# Brief:
Count the lines of the listing below that contain the word "from". Reply with only the number.
--- START Records to use ---
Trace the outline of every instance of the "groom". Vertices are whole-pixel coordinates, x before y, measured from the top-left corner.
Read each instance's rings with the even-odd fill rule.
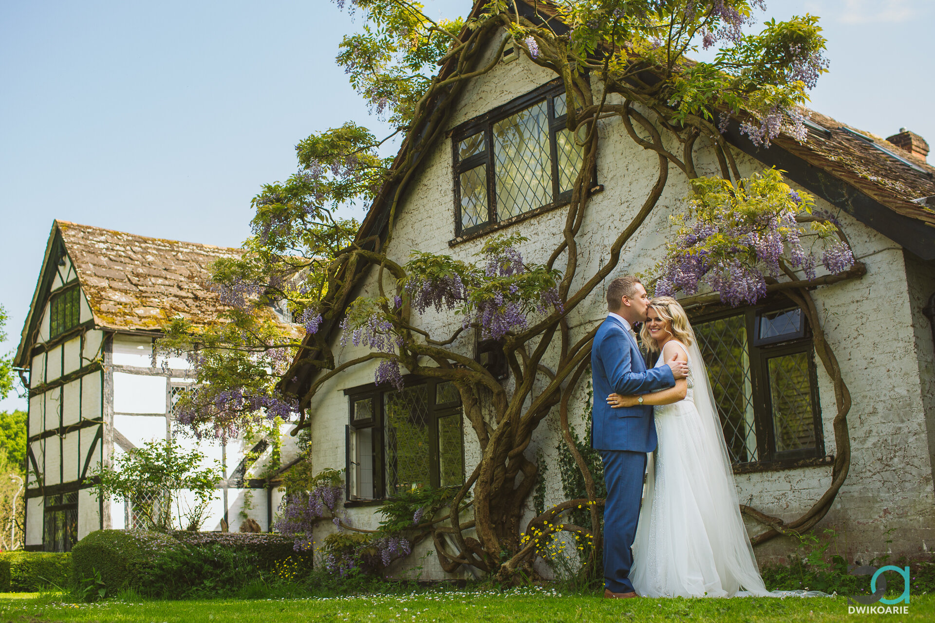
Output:
[[[635,276],[619,276],[607,288],[610,313],[594,337],[591,375],[594,385],[595,449],[604,461],[607,502],[604,506],[604,597],[637,597],[630,583],[642,495],[646,453],[655,449],[653,407],[611,408],[607,397],[647,394],[675,385],[688,375],[683,361],[673,359],[646,370],[637,346],[634,322],[646,320],[649,295]],[[641,400],[641,399],[640,399]]]

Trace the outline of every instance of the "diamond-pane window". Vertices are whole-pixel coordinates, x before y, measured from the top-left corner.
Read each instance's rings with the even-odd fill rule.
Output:
[[[695,325],[724,439],[735,463],[756,460],[753,380],[742,316]]]
[[[464,433],[460,413],[439,418],[439,478],[442,487],[460,485],[465,481]]]
[[[558,190],[566,192],[571,190],[584,163],[584,148],[575,143],[570,130],[560,130],[555,134],[558,146]]]
[[[734,463],[823,456],[805,322],[798,308],[770,307],[694,321]]]
[[[51,337],[61,335],[79,325],[81,314],[80,290],[77,287],[52,296],[49,304],[49,331]]]
[[[798,352],[772,357],[767,361],[776,451],[814,447],[814,418],[807,356]]]
[[[584,157],[566,113],[550,83],[454,129],[456,235],[569,200]]]
[[[78,542],[78,491],[45,497],[42,549],[70,552]]]
[[[500,219],[552,202],[545,102],[494,123],[494,171]]]
[[[348,500],[464,482],[461,396],[452,383],[346,389]]]
[[[458,176],[461,182],[461,227],[487,222],[487,166],[482,164]]]
[[[424,385],[383,395],[386,491],[429,486],[428,392]]]
[[[171,419],[178,419],[176,404],[179,403],[179,399],[185,395],[186,391],[191,390],[192,386],[190,385],[173,385],[169,388],[169,418]]]
[[[483,150],[483,133],[479,132],[473,136],[468,136],[458,144],[458,158],[461,160],[467,160]]]

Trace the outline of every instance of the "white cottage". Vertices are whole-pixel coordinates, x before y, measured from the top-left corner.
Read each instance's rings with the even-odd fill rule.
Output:
[[[239,253],[53,223],[16,353],[29,391],[26,549],[69,551],[95,530],[137,527],[132,503],[99,500],[89,474],[173,436],[223,469],[202,530],[221,530],[222,521],[237,530],[244,517],[269,530],[278,494],[251,477],[269,459],[267,442],[176,434],[173,405],[193,384],[188,363],[152,357],[167,319],[181,315],[196,327],[218,319],[218,295],[205,288],[208,265]]]
[[[537,19],[533,3],[517,4],[525,17]],[[477,3],[475,12],[482,5]],[[410,249],[472,262],[496,232],[527,237],[521,250],[528,262],[544,262],[559,242],[568,165],[576,157],[562,135],[564,88],[551,71],[517,58],[510,45],[503,58],[495,58],[506,36],[499,31],[485,42],[478,66],[496,67],[463,89],[444,132],[401,193],[386,249],[400,264]],[[598,80],[592,82],[599,93]],[[615,95],[608,101],[622,103]],[[511,133],[520,132],[541,140],[518,135],[511,140]],[[598,186],[578,234],[579,275],[585,277],[606,262],[611,242],[638,212],[658,171],[656,154],[634,142],[619,118],[601,120],[599,133]],[[834,550],[851,561],[927,553],[935,546],[935,167],[925,160],[928,146],[909,132],[885,140],[818,113],[809,122],[805,144],[783,135],[769,149],[758,149],[736,122],[726,137],[741,177],[770,166],[786,171],[793,188],[816,196],[816,209],[840,219],[867,268],[860,278],[813,292],[853,400],[849,475],[819,527],[835,529]],[[719,176],[712,143],[700,137],[695,149],[699,174]],[[682,211],[689,190],[672,167],[657,207],[623,249],[616,275],[652,270],[671,234],[669,217]],[[395,188],[378,195],[361,240],[385,235],[394,195]],[[377,272],[367,275],[355,294],[377,291]],[[572,342],[606,317],[603,297],[603,288],[597,289],[569,317]],[[690,312],[712,370],[741,501],[784,521],[801,516],[828,488],[836,441],[834,391],[816,362],[811,328],[783,297],[751,307],[709,304]],[[428,310],[413,321],[438,336],[450,335],[461,319]],[[367,350],[341,347],[337,320],[322,331],[337,363]],[[467,356],[486,356],[469,332],[453,347]],[[480,458],[456,395],[412,375],[406,377],[404,392],[376,387],[376,366],[371,361],[348,369],[309,396],[316,375],[297,362],[299,382],[289,386],[305,396],[315,470],[347,470],[345,511],[354,526],[365,529],[376,527],[381,517],[375,506],[400,487],[463,482]],[[503,376],[509,387],[508,370]],[[584,391],[582,387],[572,400],[571,422],[582,436]],[[398,417],[396,412],[407,410],[408,418]],[[525,449],[530,460],[542,458],[547,507],[566,499],[556,465],[557,418],[555,408]],[[532,497],[524,521],[534,517]],[[751,534],[765,530],[762,524],[748,527]],[[323,524],[318,540],[332,530]],[[794,545],[776,538],[757,547],[757,556],[780,558]],[[411,559],[428,545],[421,546]],[[426,573],[445,576],[434,561],[432,557],[423,563]]]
--- END Records to use ---
# Answer:
3